Location annotation dataset excerpts
..............................
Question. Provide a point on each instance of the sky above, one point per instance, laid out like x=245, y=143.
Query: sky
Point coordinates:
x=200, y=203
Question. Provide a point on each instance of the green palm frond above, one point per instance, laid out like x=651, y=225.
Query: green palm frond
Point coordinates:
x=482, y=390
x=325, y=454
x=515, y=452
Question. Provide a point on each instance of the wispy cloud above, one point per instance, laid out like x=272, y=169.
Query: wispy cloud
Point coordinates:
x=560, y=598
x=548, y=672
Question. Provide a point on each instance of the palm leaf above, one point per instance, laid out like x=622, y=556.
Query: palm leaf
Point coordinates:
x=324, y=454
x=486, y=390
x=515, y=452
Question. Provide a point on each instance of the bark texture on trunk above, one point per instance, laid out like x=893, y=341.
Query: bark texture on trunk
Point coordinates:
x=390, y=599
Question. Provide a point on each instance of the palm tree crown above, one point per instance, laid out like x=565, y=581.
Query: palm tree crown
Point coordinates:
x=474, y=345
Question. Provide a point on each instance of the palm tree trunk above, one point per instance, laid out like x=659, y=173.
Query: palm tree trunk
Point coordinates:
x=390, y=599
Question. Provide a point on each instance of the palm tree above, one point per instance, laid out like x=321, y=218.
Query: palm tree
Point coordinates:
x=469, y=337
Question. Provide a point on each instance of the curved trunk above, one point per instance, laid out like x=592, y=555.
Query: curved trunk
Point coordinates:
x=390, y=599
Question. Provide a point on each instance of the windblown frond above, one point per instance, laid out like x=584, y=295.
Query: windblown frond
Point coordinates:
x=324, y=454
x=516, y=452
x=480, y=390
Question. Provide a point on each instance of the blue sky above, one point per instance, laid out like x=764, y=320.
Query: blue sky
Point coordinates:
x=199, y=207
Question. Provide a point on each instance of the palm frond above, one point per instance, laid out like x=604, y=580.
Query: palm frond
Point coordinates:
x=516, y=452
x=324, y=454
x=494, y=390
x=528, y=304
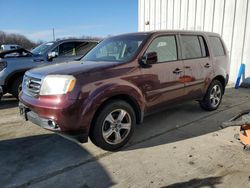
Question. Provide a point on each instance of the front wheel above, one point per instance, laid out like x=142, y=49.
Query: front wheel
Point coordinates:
x=113, y=126
x=213, y=97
..............................
*Short problem*
Copy the data from the line containing "like x=565, y=581." through the end of the data, both ends included. Omit any pictures.

*Exercise result*
Question. Provide a point on each instance of the palm tree crown above, one point per instance, laid out like x=565, y=581.
Query: palm tree crown
Point coordinates:
x=474, y=345
Question. Provide a point on each instance of the palm tree trunk above, one point per instance, laid out like x=659, y=173.
Query: palm tree trunk
Point coordinates:
x=390, y=599
Question. Provide a point on each instance of the palm tree above, one point per instance, laid out like x=321, y=218.
Query: palm tree
Point coordinates:
x=469, y=337
Question. Provide a point on each instance of the curved trunk above, one point per instance, laid out like x=592, y=555.
Query: curved trunk
Point coordinates:
x=390, y=599
Question. Provide a point on each instance of the windblown frond above, one point per instance, laid out like x=584, y=295.
Query: windblown frond
Point coordinates:
x=324, y=454
x=516, y=452
x=480, y=390
Question. Provide a point on each instance of the blue sky above, one point per instance, laid out like x=764, y=320.
Query: blue sky
Point coordinates:
x=199, y=207
Question. Provide a point on each instance of the palm frond above, one point per instance, laid out like x=604, y=580.
Query: palm frond
Point coordinates:
x=516, y=452
x=324, y=454
x=494, y=390
x=528, y=304
Question. Provide a point on each instance of the front wheel above, one point per instance, laid out like x=142, y=49.
Query: front wheel
Point coordinates:
x=113, y=126
x=213, y=97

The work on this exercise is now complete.